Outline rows
____________________

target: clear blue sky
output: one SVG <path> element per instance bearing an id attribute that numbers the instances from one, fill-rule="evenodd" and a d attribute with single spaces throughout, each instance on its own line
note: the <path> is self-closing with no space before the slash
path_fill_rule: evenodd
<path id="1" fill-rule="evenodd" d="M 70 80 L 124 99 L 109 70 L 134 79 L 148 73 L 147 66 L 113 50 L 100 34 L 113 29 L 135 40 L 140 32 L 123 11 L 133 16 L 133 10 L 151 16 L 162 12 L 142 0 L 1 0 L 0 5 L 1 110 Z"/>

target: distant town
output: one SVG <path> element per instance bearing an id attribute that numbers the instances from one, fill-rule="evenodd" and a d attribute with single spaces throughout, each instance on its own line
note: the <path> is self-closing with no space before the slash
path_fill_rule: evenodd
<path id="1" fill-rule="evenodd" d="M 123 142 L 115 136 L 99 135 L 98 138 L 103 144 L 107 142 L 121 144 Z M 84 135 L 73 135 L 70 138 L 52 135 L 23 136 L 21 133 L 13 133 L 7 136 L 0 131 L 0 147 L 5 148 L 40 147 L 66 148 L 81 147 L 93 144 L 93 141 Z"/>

____________________

__Exercise__
Turn the rows above into a two-column CSV with the headers text and answer, one line per row. Put each value in a single quoted field, replacing line breaks with spaces.

__Solution__
text,answer
"target: clear blue sky output: one SVG <path> element per instance bearing an id attribute that numbers the instances from one, fill-rule=""evenodd"" and a d attribute with single spaces throughout, each instance on its own line note: the <path> is self-closing with no space before the slash path_fill_rule: evenodd","<path id=""1"" fill-rule=""evenodd"" d=""M 70 80 L 124 99 L 109 70 L 134 79 L 148 73 L 147 66 L 113 50 L 100 34 L 113 29 L 135 40 L 140 32 L 123 11 L 133 16 L 133 10 L 151 16 L 162 12 L 142 0 L 1 0 L 0 5 L 1 110 Z""/>"
"target: distant town output: one SVG <path> element per instance bearing an id attribute that numbers the instances from one, fill-rule=""evenodd"" and a d attribute with single spaces throughout, each instance on its own line note: the <path> is self-closing with no space before the slash path_fill_rule: evenodd","<path id=""1"" fill-rule=""evenodd"" d=""M 123 142 L 115 136 L 99 135 L 98 138 L 103 144 L 107 142 L 121 144 Z M 84 135 L 73 135 L 70 138 L 52 135 L 23 136 L 21 133 L 13 133 L 7 136 L 0 131 L 0 147 L 5 148 L 40 147 L 66 148 L 81 147 L 93 144 L 93 141 Z""/>"